__INPUT RECORDS__:
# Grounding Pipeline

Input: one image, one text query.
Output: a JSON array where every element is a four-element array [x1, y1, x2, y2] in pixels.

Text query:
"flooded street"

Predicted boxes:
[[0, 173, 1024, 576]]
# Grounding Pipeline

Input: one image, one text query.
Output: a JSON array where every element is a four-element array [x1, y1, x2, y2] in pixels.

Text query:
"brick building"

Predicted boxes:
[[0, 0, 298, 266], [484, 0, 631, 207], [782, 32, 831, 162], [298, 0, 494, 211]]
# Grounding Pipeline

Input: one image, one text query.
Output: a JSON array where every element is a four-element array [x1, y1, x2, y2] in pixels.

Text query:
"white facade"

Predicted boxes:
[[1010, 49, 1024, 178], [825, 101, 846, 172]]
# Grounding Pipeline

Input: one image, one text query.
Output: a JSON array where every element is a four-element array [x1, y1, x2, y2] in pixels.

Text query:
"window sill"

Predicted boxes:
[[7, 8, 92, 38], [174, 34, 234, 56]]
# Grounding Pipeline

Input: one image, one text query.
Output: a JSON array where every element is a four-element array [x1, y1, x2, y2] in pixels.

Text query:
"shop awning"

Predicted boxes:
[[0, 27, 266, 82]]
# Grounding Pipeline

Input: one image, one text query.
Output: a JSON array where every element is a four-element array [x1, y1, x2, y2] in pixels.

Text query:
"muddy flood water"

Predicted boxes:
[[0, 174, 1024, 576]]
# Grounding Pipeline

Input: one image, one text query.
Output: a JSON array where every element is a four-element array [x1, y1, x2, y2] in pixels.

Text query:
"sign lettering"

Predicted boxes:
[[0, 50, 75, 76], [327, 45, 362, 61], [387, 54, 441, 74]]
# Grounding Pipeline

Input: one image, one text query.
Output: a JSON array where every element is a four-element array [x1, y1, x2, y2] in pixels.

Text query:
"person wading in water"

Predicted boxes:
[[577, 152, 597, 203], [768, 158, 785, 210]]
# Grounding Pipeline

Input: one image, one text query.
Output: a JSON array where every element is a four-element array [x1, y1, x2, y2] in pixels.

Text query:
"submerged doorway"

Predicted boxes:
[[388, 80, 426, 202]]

__EXERCISE DETAILS__:
Reproduce the listing above word for word, from its first line through its last.

__TASK RESULT__:
# Grounding Pipeline

Input: one image, one text query.
Output: a JSON array where every element is a four-element array [x1, y1, x2, y2] in pixels.

Text query:
"flooded street"

Predicted boxes:
[[0, 173, 1024, 576]]
# Grounding Pipeline

Input: one image, one text query.
Output: a JSON array where every element is a four-element array [x1, y1, x2, y2] in pixels.

Text query:
"brick building"

Predicted boxes:
[[0, 0, 298, 266], [484, 0, 631, 207], [782, 32, 831, 162], [298, 0, 494, 211]]
# Grounding Pipeline

Input: one image, one text query.
Output: a JSON array where every element is a four-element array [x1, y1, x2, y2] in pixels.

Text query:
"white facade"

Predicted boxes:
[[1010, 49, 1024, 178], [825, 101, 846, 172]]
# Grounding Pipeline

Input: one image, one text query.
Output: a JSON array where every element is a four-element array [x1, y1, x2, y2] in pixels.

Text query:
"window sill"

Predicted boxes:
[[7, 8, 92, 38], [174, 34, 234, 56]]
# Grounding Pipeline

Input: one image, one text query.
Output: a JSON array where every element is a four-element array [x1, y1, x2, y2] in pixels.

Text query:
"shop awning"

Predicted boxes:
[[0, 27, 266, 82]]
# Grounding Pipeline

Input: one image, one text query.
Output: a JSON array where every element is a four-element array [x1, y1, x2, y2] in pixels.

Text query:
"muddy flood water"

Predicted boxes:
[[0, 174, 1024, 576]]
# Grounding Pipeline

Input: one image, one text query.
Output: a JSON array where every element is a four-element array [x1, y1, x2, y2] in pixels.

Text query:
"sign lettering"

Predicted boxes:
[[0, 50, 75, 76], [327, 45, 362, 61], [387, 54, 441, 74]]
# Grounding Pipeline

Input: one image, one text query.
Output: a JSON array where every element is a four-element array [x1, y1, x2, y2] in pixels.

Text query:
"person wading in water"

Predicted boxes:
[[577, 152, 597, 203], [768, 158, 785, 210]]
# Grounding Pipeline

Input: one image, one text query.
Output: a JSON array where every element is a four-element array [x1, y1, x2, y2] in pixels.

Text query:
"submerged doorway"

Predicted boxes:
[[388, 80, 426, 202]]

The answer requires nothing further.